#### Records supplied
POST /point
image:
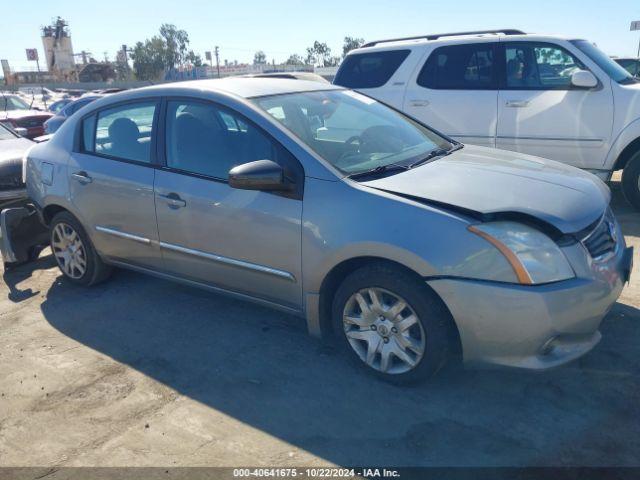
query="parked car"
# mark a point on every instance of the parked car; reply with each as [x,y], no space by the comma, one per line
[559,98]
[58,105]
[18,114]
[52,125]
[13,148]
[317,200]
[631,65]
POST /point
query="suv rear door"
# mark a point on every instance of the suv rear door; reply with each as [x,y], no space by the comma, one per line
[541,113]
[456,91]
########
#### Records supplied
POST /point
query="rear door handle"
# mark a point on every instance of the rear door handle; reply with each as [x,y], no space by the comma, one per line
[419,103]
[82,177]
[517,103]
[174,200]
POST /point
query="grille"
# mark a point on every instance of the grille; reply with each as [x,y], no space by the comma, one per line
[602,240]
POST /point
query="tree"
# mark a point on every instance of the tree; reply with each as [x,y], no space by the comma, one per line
########
Give back, unchanged, the run of lines in the listing above that begins at the line containing "# mark a point on every instance of the grille;" and ends at the line containing "# mark a point on every instance of the tree;", both included.

# mark a point on every instance of the grille; reply with each as [x,y], no space by the comma, one per line
[602,240]
POST /point
query="tree"
# mark a point on every instance of the tree; reply with each as [x,y], no space by the comma, one per line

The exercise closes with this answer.